- _Directions_
Convert the rows, starting with the line containing "Pressing-analysis tagging request: spot the mountain silhouette" and going on through the end of the rows, into a two-column CSV headed instruction and points, with each row's text and its answer in one quoted field apiece and line breaks turned into spaces. Leave the pictures out.

- _Dataset rows_
***
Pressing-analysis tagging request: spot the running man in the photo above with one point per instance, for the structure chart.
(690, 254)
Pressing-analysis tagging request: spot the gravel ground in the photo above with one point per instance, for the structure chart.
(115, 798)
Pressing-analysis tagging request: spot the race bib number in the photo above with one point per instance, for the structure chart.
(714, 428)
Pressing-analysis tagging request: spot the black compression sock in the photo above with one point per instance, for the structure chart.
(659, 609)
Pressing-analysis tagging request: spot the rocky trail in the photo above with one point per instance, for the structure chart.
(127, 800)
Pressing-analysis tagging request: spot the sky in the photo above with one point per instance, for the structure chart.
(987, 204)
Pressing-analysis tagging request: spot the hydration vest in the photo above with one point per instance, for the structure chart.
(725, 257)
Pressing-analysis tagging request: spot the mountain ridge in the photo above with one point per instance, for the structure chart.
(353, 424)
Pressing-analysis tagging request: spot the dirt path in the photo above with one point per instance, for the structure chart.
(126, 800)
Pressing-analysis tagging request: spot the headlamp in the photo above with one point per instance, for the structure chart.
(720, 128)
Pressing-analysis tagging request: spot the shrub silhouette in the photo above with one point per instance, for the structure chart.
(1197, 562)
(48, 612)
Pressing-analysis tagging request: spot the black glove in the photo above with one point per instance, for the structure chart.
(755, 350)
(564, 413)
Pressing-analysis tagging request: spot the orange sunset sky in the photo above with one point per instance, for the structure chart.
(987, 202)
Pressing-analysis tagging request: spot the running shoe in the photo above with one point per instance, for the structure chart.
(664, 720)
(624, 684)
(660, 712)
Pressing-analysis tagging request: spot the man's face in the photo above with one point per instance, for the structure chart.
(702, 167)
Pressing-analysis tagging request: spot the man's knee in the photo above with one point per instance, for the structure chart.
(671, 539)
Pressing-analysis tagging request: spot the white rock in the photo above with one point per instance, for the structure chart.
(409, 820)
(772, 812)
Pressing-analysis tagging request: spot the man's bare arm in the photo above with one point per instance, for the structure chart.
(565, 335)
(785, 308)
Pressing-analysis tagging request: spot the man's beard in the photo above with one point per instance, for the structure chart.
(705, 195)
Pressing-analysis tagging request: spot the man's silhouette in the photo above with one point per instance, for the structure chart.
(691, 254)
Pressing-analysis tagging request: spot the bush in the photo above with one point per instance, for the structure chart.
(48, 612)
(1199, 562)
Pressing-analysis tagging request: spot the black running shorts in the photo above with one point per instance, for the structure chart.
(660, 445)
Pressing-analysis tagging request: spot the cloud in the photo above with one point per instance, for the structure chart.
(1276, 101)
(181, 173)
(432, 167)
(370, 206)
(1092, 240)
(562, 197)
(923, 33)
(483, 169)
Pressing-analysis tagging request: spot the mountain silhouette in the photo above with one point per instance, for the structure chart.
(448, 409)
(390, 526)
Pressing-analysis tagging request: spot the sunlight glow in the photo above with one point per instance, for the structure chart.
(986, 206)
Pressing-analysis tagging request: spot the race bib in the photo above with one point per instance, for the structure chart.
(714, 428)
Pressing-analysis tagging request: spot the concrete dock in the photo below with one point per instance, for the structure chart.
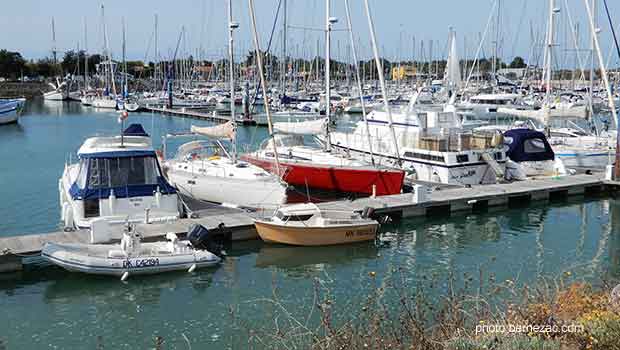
(441, 202)
(188, 113)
***
- _Correct response_
instruction,points
"Pressing-analysis tagging request: spot the mountain silhouette in the photo above with one point per instance, for the structure chart.","(448, 409) (390, 526)"
"Pressing-analysis tagging request: spot the sunlight glow in the photo above with one point per instance, for the structure chart.","(986, 206)"
"Pressing-analysis tagging request: spot the race bib in the photo above with one point per instance, for the structure chart.","(714, 428)"
"Pressing-analysis tagging request: spot the concrete dock in the photo below with one point per instance, for the structure chart.","(441, 202) (188, 113)"